# WORK TO DO
Reproduce exactly the final portion of the data: every line from the one containing "[find] the electrical" through the last line, inclusive.

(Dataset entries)
------------------------

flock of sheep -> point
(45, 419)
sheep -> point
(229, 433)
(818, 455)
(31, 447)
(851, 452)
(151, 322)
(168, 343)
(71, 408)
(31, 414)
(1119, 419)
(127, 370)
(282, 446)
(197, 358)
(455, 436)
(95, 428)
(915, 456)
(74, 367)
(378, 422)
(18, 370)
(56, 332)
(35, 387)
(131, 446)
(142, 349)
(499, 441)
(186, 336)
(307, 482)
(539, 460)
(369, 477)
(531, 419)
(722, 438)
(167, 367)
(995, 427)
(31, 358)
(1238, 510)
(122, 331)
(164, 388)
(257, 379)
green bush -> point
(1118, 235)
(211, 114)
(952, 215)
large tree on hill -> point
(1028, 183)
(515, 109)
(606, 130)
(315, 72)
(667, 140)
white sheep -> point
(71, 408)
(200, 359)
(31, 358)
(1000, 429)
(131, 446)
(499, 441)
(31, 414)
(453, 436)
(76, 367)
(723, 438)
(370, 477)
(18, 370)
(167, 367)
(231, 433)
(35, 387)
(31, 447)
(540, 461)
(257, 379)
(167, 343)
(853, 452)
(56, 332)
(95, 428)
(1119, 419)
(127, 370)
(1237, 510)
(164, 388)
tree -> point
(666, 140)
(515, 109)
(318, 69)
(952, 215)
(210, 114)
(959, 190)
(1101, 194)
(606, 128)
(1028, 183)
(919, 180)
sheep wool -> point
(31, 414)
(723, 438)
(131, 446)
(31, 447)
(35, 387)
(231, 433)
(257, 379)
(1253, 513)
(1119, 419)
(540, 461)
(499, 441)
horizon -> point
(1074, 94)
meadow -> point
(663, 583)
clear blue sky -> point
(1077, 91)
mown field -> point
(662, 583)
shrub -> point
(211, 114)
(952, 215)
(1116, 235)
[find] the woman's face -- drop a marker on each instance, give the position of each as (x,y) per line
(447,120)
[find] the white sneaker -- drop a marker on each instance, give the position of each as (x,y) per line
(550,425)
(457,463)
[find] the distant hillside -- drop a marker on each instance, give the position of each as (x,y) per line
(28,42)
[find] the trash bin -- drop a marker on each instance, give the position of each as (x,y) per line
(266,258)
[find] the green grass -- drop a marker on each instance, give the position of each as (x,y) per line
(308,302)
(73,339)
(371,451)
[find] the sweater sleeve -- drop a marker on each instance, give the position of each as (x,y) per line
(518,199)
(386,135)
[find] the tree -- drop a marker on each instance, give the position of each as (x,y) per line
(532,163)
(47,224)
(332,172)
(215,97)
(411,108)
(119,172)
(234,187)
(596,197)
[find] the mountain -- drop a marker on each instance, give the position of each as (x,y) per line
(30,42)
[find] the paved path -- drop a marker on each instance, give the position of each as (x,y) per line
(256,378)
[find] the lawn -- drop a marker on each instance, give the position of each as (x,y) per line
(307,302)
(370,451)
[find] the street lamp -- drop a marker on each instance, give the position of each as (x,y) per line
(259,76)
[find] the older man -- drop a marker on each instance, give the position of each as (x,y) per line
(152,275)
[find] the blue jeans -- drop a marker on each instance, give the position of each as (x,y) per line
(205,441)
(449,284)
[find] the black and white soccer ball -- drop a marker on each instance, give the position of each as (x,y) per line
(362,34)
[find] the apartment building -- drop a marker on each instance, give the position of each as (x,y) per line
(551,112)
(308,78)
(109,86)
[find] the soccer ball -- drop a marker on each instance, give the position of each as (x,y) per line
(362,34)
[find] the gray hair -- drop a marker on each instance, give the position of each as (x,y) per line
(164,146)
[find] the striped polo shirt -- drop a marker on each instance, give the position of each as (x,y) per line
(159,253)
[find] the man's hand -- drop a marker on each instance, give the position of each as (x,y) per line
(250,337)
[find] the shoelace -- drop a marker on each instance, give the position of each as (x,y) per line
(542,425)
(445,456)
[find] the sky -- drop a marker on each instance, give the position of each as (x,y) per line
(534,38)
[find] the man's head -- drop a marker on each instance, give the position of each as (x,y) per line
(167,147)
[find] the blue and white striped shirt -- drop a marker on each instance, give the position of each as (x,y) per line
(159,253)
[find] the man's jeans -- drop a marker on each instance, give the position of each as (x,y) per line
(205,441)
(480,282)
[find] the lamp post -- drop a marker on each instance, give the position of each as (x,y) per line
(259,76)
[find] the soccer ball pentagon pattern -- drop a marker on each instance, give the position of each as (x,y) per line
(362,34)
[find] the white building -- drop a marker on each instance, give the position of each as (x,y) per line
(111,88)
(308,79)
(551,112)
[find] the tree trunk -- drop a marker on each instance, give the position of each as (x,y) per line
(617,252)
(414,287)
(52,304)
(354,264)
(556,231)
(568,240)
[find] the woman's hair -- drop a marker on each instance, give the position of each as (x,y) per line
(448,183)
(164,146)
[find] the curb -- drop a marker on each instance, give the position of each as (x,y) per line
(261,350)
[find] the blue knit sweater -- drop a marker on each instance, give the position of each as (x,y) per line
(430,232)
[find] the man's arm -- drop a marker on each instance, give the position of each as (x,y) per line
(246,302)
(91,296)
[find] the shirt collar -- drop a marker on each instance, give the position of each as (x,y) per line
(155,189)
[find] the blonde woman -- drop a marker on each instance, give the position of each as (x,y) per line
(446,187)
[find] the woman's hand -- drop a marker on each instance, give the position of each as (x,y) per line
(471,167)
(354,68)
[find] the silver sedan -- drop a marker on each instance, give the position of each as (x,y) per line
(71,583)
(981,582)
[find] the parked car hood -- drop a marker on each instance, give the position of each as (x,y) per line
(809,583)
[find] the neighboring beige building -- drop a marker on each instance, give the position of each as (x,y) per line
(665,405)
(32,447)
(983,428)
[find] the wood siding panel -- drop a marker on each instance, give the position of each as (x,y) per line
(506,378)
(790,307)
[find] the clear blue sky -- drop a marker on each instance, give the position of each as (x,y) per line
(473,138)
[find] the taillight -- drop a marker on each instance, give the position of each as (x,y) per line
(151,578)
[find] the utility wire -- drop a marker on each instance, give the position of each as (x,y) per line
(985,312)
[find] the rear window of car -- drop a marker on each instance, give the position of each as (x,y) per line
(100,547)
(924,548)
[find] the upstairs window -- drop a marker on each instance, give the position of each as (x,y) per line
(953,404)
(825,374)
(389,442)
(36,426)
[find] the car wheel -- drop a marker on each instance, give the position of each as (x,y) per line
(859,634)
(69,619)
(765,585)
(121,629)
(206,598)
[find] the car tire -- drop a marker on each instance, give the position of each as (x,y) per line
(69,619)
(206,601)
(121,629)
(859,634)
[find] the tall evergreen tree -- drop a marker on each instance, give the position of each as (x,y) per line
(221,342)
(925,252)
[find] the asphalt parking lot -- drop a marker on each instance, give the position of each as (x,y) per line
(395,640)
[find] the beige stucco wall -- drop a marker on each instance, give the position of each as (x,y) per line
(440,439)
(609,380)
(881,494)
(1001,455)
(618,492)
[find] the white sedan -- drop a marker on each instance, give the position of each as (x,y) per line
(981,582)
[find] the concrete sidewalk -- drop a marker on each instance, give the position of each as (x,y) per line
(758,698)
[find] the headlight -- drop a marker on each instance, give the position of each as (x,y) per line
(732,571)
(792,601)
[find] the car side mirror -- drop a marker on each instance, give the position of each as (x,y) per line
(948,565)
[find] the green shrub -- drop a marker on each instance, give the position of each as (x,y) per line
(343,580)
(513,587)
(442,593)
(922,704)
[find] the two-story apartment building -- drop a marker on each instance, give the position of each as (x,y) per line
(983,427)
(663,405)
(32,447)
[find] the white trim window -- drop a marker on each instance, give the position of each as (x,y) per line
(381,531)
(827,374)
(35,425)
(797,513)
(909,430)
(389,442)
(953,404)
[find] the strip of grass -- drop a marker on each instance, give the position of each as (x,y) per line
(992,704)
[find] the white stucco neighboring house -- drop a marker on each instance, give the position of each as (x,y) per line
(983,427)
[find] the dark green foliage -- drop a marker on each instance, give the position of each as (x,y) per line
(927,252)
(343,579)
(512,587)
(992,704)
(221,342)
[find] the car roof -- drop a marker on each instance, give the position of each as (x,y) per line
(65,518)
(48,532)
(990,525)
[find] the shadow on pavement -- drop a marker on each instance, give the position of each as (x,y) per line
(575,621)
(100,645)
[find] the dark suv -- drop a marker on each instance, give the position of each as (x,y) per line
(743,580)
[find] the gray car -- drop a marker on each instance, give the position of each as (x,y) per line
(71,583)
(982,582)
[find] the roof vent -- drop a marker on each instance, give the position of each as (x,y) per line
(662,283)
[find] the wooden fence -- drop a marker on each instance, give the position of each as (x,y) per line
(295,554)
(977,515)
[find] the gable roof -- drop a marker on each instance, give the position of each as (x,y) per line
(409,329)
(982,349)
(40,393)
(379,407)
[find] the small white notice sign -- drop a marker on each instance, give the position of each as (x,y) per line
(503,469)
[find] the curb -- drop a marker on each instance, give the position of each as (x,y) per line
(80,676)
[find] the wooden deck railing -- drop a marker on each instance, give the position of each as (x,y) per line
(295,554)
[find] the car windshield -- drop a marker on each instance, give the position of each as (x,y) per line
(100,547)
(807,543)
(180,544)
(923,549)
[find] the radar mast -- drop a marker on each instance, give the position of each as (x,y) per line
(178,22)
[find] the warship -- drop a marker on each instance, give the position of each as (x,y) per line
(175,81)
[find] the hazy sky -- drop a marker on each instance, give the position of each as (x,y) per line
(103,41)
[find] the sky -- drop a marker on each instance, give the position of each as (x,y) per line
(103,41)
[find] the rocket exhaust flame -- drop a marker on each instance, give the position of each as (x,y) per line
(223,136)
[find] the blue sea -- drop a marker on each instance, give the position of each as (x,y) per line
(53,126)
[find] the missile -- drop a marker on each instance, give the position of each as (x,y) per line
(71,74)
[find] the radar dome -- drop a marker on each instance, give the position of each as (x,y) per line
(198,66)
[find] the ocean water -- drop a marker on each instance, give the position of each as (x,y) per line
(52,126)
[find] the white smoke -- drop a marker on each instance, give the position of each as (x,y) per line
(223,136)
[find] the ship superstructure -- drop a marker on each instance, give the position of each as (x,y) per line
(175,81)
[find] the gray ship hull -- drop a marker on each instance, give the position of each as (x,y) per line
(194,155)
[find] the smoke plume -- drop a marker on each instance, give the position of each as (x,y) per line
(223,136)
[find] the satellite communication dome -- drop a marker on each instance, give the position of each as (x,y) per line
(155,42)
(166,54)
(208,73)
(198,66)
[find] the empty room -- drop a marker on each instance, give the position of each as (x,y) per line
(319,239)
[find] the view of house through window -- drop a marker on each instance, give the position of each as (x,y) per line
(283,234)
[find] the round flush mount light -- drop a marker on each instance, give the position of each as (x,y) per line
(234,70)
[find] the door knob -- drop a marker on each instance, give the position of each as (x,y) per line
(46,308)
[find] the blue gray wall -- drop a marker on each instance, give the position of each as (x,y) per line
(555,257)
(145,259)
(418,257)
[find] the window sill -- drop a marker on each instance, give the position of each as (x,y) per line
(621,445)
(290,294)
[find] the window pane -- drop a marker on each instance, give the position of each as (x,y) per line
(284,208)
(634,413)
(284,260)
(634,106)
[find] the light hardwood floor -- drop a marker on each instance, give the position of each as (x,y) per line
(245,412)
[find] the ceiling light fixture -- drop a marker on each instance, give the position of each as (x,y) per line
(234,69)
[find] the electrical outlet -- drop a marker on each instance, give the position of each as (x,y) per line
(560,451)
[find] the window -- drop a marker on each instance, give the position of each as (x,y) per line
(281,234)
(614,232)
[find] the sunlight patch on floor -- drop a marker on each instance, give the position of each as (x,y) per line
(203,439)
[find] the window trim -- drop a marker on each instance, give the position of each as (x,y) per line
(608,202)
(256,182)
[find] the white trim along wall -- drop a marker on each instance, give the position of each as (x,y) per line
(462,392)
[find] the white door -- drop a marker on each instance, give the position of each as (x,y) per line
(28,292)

------------------------

# RESPONSE
[find] the electrical outlet -- drop a marker on each instance, give the position of each as (x,y) per line
(560,451)
[find] the window -- drop a marker on each instance, give the position of each as (x,y) per line
(281,234)
(614,232)
[find] the sunlight patch on floor -- drop a marker on each instance, give the position of each as (x,y) per line
(203,439)
[find] the window trim -- drop a marker on each instance, give the position of each as (x,y) per line
(608,202)
(256,182)
[find] the white trim along wall -- drop a marker on each instance, give the position of each as (x,y) per line
(462,392)
[find] the white door -- drop a marker on each instance, give the position of each as (x,y) per line
(28,292)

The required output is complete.